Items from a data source
(begin)
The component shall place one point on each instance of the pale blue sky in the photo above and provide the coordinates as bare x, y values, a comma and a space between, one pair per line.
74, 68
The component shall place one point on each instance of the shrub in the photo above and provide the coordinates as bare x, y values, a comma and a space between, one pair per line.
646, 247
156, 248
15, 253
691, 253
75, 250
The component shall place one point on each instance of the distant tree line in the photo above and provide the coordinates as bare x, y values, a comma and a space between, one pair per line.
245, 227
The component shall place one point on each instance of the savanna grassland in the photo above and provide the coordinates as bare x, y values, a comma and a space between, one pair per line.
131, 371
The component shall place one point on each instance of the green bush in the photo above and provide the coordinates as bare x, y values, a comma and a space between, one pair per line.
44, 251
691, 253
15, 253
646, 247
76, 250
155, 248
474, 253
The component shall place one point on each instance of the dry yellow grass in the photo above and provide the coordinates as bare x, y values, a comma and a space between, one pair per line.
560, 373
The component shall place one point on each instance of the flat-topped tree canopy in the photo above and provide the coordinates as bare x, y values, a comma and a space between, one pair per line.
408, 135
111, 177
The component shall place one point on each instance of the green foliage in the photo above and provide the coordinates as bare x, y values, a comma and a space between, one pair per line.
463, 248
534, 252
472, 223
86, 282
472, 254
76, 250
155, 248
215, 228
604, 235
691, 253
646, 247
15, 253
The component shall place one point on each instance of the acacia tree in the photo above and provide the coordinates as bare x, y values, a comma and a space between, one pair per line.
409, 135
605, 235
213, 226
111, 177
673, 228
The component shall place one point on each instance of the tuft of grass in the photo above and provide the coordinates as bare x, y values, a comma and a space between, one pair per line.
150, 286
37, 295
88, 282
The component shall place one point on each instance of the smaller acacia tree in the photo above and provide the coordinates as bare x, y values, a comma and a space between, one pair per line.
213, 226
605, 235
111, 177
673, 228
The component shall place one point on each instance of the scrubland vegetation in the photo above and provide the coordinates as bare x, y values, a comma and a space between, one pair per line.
(end)
● EXERCISE PROMPT
Copy out every one of these records word for word, leaving nothing out and changing nothing.

● OUTPUT FOR THIS EXERCISE
The component shall place one point on each instance of the pale blue sky in the photo above and provide the coordinates as bare x, y values, a comma and a space between, one pair per line.
74, 68
The component shall place one point on each instance of the shrub in the photo above and provide the coordinates as bare x, y values, a comma and a space between, one pair per line.
646, 247
156, 248
15, 253
691, 253
75, 250
The component shall place one point on each instance of the distant tree line in the photo above and provide the coordinates as bare x, y values, a comma and a space between, one pair per line.
245, 227
The component shall place one point on each instance of the savanna grassland in the photo above and provide the coordinates as bare x, y values, a comma and a space between, one pair per line.
131, 371
The component shall place one point on each instance of the green bush in the photo above and provide the coordinates as bare x, y values, a comma and a space between, one pair per line.
44, 251
691, 253
15, 253
646, 247
76, 250
155, 248
474, 253
The component shall place one point on each instance of the dry yellow grass in the photo above and provide the coordinates as bare x, y values, a comma and a space between, one pair per line.
560, 373
The component shall place one point on each instance of the flat-topped tree canopy in the photo above and provide the coordinates as bare x, y values, a comma and a space between, one pair per line.
408, 135
111, 177
The component shall place one point on each instance of the green foliage in the photo above and provide the coordinates as bare x, y values, a comma and a space between, one pair per line.
463, 248
534, 252
472, 223
86, 282
472, 254
76, 250
155, 248
215, 228
604, 235
691, 253
646, 247
15, 253
The component shall place one point on each instance of the acacia tree in the photo above and provide the coordinates as bare x, y values, a comma and a space between, one pair per line.
409, 135
605, 235
213, 226
111, 177
673, 228
The component shall place one point on each instance of the tuft of grass in the photo above and provide the coordinates as bare x, y values, a comma and a space between, one pair per line.
150, 286
37, 295
88, 282
The component shall place one point on each instance of the smaller acacia tree in the photo above and provide the coordinates as bare x, y values, a comma and a space between, one pair per line.
213, 226
605, 235
111, 177
673, 228
The component shall place one point on each instance of the scrubland vegetation in the photo above and provide the coordinates as bare x, y values, a comma and a space between, one pair per line.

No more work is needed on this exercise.